[TEXT PASSAGE]:
* begin *

# 17769 (p1361) , 17772 (p1364) codes. Please help.



## mhunter1 (Jul 7, 2005)

hello, 
I have two error codes with VW Jetta 2001.5 engin AZG: 
17769 - Cylinder 3 Ignition Circuit: Open Circuit
17772 - Cylinder 4 Ignition Circuit: Open Circuit
both sporadical.
CEL can stays for some days, then not present for couple of weeks.
I was wondering if anyone could help me out w/ this one, i checked the plug wires, there is a secure connection at the plug and at the coil pack. The coil pack was replaced due small crack with no luck. The errors are still in place.
any help would be greatly appreciated!
thanks in advance


----------



## mhunter1 (Jul 7, 2005)

Hi,
Can somebody help me with the issue.
Thanks in advance.


----------



## nmjetha (Apr 24, 2009)

*Re: (mhunter1)*

I just got those codes also, but did the plugs and wires not that long ago. Did you ever figure it out?


----------



## Bentley-RickW (Jan 8, 2008)

Hello

We realize this is an old thread, but there may be some helpful and relevant info in this video:
http://www.youtube.com/watch?v=FjGkFqdS52w

RickW
Bentley Publishers


----------



## chrisq (Jul 29, 2009)

*Thanks*

Its an old post but the video was amazing and solved my issue. Thanks.


----------

* end *

[REQUIREMENT 1]:
In the forum thread, rewrite the paragraph beginning "I was wondering if anyone could help me out" as a short bulleted list, keeping its main facts.
[REQUIREMENT 2]:
From the forum thread, repeat word for word the passage that opens with the words containing "CEL can stays" and closes with "be greatly appreciated!".

[STORED DATA]:
* begin *

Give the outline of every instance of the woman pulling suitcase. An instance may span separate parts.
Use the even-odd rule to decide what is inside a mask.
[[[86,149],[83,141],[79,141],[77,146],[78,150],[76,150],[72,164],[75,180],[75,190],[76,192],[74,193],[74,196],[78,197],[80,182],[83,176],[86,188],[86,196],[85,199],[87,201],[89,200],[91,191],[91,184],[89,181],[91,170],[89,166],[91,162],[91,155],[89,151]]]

* end *

[REPLY 1]:
- Asks for help with the problem.
- The plug wires were checked, and they are securely connected at both the plug and the coil pack.
- The coil pack was replaced because of a small crack, but that did not help.
- The errors are still present.

[REPLY 2]:
CEL can stays for some days, then not present for couple of weeks.
I was wondering if anyone could help me out w/ this one, i checked the plug wires, there is a secure connection at the plug and at the coil pack. The coil pack was replaced due small crack with no luck. The errors are still in place.
any help would be greatly appreciated!